# Records start

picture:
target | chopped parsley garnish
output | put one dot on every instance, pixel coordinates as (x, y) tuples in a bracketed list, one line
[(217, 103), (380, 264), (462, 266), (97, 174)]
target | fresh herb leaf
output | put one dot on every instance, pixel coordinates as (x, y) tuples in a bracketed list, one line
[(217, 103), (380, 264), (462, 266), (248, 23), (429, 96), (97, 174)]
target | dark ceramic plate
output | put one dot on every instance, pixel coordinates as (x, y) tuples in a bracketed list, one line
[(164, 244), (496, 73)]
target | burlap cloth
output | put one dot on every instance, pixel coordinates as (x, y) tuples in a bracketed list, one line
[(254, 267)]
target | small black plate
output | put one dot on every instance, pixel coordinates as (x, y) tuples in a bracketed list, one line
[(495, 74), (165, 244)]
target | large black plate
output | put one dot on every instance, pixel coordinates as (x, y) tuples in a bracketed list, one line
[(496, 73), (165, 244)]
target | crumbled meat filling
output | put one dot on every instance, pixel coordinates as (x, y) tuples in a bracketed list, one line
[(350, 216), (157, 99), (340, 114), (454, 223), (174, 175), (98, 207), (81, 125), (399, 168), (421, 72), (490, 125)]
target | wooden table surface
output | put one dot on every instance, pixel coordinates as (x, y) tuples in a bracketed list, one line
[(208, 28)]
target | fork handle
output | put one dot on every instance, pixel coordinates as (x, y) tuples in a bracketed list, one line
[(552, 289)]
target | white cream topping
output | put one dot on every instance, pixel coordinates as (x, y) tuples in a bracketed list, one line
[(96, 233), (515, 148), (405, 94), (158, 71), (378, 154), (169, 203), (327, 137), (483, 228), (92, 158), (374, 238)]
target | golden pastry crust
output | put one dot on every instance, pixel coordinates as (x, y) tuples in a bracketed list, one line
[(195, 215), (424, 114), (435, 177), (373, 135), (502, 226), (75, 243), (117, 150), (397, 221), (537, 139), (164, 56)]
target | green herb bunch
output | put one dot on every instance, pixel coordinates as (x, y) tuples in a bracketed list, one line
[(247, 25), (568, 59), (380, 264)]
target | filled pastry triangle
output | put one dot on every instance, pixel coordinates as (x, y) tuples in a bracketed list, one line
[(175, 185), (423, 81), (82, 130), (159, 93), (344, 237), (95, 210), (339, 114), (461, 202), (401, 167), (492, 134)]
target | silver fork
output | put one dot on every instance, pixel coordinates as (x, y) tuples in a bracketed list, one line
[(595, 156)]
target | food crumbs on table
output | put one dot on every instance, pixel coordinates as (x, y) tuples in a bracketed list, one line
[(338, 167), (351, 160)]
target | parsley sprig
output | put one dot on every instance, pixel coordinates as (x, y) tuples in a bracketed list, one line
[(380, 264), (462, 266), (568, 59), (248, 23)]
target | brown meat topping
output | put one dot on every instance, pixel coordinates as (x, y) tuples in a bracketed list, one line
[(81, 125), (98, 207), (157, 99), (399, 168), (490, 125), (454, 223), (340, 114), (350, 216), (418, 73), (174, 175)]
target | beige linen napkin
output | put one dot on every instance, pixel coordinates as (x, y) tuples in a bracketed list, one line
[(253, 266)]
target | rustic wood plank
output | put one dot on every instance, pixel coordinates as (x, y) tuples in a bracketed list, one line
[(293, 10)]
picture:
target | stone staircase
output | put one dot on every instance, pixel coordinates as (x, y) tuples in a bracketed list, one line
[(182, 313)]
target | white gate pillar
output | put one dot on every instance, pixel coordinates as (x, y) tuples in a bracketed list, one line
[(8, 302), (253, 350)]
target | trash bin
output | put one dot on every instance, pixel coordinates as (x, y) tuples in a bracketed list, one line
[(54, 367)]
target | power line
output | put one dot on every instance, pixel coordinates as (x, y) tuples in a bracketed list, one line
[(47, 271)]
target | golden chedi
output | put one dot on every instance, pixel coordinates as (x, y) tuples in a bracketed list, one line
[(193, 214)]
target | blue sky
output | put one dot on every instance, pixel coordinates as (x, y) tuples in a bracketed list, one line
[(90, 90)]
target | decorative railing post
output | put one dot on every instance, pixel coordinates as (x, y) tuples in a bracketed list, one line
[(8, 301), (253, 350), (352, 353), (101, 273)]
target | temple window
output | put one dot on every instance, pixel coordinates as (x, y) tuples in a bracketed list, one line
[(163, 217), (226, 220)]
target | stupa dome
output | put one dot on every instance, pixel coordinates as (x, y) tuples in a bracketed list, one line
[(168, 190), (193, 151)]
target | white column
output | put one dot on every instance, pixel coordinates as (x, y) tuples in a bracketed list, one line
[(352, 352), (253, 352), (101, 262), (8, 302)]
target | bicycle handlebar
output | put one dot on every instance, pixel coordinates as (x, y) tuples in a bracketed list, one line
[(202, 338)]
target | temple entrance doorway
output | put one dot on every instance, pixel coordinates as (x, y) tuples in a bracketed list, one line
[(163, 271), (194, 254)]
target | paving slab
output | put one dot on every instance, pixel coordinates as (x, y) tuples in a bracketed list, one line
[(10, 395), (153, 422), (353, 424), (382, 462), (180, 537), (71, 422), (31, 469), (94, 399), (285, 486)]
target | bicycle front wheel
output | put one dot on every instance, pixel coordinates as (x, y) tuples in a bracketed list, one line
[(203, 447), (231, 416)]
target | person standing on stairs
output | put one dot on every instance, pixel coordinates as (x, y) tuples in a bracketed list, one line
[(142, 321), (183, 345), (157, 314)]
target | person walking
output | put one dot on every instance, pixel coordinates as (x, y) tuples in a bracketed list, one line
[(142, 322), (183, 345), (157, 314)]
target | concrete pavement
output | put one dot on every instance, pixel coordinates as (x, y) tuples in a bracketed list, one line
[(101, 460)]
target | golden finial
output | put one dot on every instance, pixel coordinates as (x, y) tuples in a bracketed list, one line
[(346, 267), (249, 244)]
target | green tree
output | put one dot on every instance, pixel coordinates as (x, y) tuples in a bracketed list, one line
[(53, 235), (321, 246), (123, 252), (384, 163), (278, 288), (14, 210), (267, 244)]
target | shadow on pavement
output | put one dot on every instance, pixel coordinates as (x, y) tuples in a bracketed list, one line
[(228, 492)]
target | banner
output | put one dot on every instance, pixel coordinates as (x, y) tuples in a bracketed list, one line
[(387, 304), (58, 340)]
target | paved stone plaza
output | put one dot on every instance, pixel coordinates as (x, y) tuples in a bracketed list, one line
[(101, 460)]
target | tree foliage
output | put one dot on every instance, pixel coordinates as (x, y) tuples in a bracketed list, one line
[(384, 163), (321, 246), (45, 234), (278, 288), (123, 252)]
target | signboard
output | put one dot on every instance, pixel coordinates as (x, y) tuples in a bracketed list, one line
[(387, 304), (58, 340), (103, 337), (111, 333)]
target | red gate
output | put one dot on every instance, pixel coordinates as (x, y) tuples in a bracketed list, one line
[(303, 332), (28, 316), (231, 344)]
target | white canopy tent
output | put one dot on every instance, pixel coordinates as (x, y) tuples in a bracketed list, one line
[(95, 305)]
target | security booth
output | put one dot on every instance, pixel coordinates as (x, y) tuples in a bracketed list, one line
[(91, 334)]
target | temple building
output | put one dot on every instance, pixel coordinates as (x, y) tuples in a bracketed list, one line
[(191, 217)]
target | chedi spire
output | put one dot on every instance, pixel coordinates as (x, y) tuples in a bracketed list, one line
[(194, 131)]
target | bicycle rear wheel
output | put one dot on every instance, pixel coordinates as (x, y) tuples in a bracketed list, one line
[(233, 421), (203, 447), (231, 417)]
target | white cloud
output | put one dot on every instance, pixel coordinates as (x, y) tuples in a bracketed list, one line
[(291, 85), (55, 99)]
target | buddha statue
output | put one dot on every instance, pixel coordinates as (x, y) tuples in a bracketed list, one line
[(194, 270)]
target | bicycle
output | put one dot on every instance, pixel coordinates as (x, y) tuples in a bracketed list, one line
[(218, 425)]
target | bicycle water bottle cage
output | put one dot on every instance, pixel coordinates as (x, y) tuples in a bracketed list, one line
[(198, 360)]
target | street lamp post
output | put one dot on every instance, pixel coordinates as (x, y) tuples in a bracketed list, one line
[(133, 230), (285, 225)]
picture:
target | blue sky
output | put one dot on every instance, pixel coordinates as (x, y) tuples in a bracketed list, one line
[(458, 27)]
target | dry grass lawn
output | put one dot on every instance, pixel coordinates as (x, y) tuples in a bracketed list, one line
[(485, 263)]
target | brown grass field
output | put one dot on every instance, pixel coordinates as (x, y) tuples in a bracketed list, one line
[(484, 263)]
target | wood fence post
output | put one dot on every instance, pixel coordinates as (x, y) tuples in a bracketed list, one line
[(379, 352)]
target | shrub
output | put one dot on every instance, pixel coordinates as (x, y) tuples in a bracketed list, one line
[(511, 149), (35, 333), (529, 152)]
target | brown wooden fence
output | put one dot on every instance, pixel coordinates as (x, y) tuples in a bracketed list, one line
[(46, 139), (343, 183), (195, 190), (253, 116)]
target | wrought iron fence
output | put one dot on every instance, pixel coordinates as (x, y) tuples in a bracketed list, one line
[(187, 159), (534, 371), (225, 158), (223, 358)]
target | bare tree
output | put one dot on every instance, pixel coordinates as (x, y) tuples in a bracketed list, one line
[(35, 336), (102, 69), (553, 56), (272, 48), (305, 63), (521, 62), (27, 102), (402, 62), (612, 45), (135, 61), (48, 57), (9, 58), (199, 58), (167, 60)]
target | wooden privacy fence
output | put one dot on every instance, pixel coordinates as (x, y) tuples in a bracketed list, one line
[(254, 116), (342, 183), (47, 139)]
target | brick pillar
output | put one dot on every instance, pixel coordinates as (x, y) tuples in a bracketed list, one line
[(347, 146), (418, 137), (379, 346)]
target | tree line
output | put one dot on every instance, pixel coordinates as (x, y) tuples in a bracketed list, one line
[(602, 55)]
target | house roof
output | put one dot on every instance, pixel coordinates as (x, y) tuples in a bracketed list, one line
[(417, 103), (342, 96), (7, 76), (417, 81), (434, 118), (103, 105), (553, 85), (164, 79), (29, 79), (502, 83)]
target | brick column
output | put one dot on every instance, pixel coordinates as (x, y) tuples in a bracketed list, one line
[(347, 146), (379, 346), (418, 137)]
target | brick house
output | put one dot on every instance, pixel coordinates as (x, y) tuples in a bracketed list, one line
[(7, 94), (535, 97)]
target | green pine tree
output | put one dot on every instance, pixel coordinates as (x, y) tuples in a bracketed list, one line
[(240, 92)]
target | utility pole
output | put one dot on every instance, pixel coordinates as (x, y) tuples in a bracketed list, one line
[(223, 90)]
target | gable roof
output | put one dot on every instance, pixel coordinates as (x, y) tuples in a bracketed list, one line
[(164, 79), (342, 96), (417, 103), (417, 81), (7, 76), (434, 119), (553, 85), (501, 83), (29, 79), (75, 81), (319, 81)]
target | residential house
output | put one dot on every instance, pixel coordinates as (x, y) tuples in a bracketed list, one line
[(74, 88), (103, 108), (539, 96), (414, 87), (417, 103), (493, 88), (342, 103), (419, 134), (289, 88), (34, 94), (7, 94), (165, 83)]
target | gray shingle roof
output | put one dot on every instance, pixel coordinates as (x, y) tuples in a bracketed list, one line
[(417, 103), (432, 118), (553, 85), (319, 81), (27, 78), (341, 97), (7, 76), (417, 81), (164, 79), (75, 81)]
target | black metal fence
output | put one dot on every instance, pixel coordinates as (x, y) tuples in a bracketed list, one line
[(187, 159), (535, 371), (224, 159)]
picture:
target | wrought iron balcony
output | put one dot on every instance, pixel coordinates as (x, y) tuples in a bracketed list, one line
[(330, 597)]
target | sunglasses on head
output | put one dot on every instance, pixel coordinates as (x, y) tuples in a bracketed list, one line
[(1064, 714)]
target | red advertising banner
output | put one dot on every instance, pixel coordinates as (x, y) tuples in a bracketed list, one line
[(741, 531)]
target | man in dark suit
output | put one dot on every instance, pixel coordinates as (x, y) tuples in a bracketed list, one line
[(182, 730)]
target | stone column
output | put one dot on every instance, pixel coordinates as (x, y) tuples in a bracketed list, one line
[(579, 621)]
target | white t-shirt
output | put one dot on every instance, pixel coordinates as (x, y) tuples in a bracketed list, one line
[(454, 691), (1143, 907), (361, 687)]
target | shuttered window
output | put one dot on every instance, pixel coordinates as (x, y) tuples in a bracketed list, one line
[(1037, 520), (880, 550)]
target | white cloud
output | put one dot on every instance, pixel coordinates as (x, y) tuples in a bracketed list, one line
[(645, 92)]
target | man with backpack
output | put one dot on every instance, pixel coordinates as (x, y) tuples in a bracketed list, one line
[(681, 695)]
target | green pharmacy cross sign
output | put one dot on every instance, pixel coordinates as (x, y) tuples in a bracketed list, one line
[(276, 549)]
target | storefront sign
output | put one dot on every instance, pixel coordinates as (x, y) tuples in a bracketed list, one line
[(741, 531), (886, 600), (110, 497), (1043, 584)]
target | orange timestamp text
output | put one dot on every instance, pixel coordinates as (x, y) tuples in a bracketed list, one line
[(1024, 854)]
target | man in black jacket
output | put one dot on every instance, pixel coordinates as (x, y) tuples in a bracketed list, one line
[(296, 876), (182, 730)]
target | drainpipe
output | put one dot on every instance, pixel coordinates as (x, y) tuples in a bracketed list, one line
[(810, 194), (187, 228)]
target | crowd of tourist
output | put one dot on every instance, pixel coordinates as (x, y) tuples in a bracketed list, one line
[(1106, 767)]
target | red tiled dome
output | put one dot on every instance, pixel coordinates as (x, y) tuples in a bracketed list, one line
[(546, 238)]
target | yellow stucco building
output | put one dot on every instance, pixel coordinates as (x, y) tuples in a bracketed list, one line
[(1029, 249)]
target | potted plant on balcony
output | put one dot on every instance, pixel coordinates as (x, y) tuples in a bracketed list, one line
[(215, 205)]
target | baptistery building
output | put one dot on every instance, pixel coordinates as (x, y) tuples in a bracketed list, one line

# Records end

[Aim of the task] Switch every "brick" to "stone" in the material, starting at the line containing "target | brown wooden fence" and ending at the line containing "81), (319, 81)]". Return only those lines, with nothing else altered.

[Output of the exercise]
target | brown wooden fence
output | put one dot on every instance, pixel coordinates as (x, y) tuples in a bracketed list, one line
[(46, 139), (343, 183), (195, 190), (253, 116)]
target | wrought iron fence
output | put one dot on every instance, pixel coordinates as (x, y) tuples in a bracketed list, one line
[(187, 159), (534, 371), (225, 158), (223, 358)]
target | bare tree
output | put one dot on every instance, pixel coordinates as (x, y) tuples in a bracketed list, one line
[(35, 336), (102, 69), (553, 56), (272, 48), (305, 63), (521, 62), (27, 102), (402, 62), (612, 45), (135, 61), (48, 57), (9, 58), (199, 58), (167, 60)]
target | wooden privacy fence
output | put one dot on every instance, pixel coordinates as (x, y) tuples in a bracketed list, one line
[(254, 116), (342, 183), (47, 139)]
target | stone pillar
output | put one dot on every instance, pixel coordinates as (x, y) tuples in a bracketed list, one line
[(347, 146), (418, 137), (379, 346)]
target | tree line
output | put one dot on every instance, pixel coordinates as (x, y) tuples in a bracketed list, one line
[(602, 55)]
target | house roof
output | put one dot on every instance, pixel coordinates as (x, y) tuples in a bracketed list, one line
[(417, 103), (342, 96), (7, 76), (417, 81), (434, 118), (103, 105), (553, 85), (164, 79), (29, 79), (502, 83)]
target | stone column
output | put one dot on every instance, pixel coordinates as (x, y) tuples in a bracketed list, one line
[(347, 146), (379, 346), (418, 137)]
target | stone house
output | put one dot on every instance, pixel coordinates as (x, y) tuples in a bracketed list, one line
[(7, 94), (535, 97)]
target | green pine tree
output | put one dot on every instance, pixel coordinates as (x, y) tuples in a bracketed list, one line
[(240, 92)]
target | utility pole
output | put one dot on every instance, pixel coordinates as (x, y) tuples in a bracketed list, one line
[(223, 90)]
target | gable roof
output | put one dot on every instance, pixel coordinates as (x, y) tuples in a bracketed list, one line
[(164, 79), (342, 96), (417, 103), (417, 81), (7, 76), (434, 119), (553, 85), (501, 83), (29, 79), (75, 81), (319, 81)]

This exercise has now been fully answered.